* AIM OF THE EXERCISE *
Reproduce the listing below line for line, changing nothing.

* RECORD LIST *

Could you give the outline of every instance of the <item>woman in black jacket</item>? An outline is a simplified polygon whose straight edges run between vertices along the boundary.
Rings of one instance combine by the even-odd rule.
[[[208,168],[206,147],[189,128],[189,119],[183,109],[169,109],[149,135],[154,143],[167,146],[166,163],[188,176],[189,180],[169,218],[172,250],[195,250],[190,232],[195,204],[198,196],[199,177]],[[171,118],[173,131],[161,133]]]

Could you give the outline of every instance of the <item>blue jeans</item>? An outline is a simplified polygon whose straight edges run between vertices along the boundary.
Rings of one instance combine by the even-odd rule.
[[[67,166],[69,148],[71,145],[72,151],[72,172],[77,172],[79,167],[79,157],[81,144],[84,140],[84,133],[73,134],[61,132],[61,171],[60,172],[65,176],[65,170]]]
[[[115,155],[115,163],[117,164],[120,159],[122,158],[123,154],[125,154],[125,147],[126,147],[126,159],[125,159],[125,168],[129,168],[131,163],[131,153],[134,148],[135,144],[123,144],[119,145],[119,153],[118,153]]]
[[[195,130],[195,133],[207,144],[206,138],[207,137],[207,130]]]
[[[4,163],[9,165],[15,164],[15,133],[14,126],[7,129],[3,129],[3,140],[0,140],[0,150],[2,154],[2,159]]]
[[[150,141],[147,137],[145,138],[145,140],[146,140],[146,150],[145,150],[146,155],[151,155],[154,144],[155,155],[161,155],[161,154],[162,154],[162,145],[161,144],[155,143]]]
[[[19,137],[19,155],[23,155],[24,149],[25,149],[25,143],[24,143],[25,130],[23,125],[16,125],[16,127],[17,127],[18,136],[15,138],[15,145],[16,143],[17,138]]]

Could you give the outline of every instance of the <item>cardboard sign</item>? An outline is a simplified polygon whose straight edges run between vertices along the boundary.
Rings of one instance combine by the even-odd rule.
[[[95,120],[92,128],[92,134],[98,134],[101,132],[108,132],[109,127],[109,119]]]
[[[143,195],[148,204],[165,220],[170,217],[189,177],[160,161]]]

* OUTPUT BELOW *
Could you give the outline of every instance of the <item>woman in black jacket</item>? An outline is a simplified polygon whose straight edges run between vertices along the boundary.
Rings of one instance combine by the even-odd rule.
[[[208,168],[206,147],[189,128],[189,119],[183,109],[169,109],[149,135],[154,143],[167,146],[166,163],[188,176],[189,180],[169,218],[172,250],[195,250],[190,232],[195,204],[198,196],[199,177]],[[171,118],[173,131],[161,133]]]

Could you give the outline of every instance of the <item>blue jeans</item>? An outline is a simplified polygon whose straight edges run between vertices along the boundary.
Rings of one instance combine by the even-odd rule.
[[[67,166],[69,148],[71,145],[72,151],[72,172],[77,172],[79,167],[79,157],[81,144],[84,140],[84,133],[73,134],[61,132],[61,171],[60,172],[65,176],[65,170]]]
[[[115,155],[115,163],[117,164],[120,159],[122,158],[123,154],[125,154],[125,147],[126,147],[126,159],[125,159],[125,168],[129,168],[131,163],[131,153],[134,148],[135,144],[123,144],[119,145],[119,153],[118,153]]]
[[[195,130],[195,133],[207,144],[206,138],[207,137],[207,130]]]
[[[4,163],[9,165],[15,164],[15,133],[14,126],[7,129],[3,129],[3,140],[0,140],[0,150],[2,154],[2,159]]]
[[[150,141],[147,137],[145,138],[145,140],[146,140],[146,150],[145,150],[146,155],[151,155],[154,144],[155,155],[161,155],[161,154],[162,154],[162,145],[161,144],[155,143]]]
[[[19,137],[19,155],[23,155],[24,149],[25,149],[25,143],[24,143],[25,130],[23,125],[16,125],[16,127],[17,127],[18,136],[15,138],[15,145],[16,143],[17,138]]]

Could you give the outline of every instance of the <item>cardboard sign</item>? An outline is a simplified polygon whose straight edges run between vertices along the boundary.
Rings of one instance combine by the even-odd rule.
[[[95,120],[92,128],[92,134],[98,134],[101,132],[108,132],[109,127],[109,119]]]
[[[143,195],[148,204],[165,220],[170,217],[189,177],[160,161]]]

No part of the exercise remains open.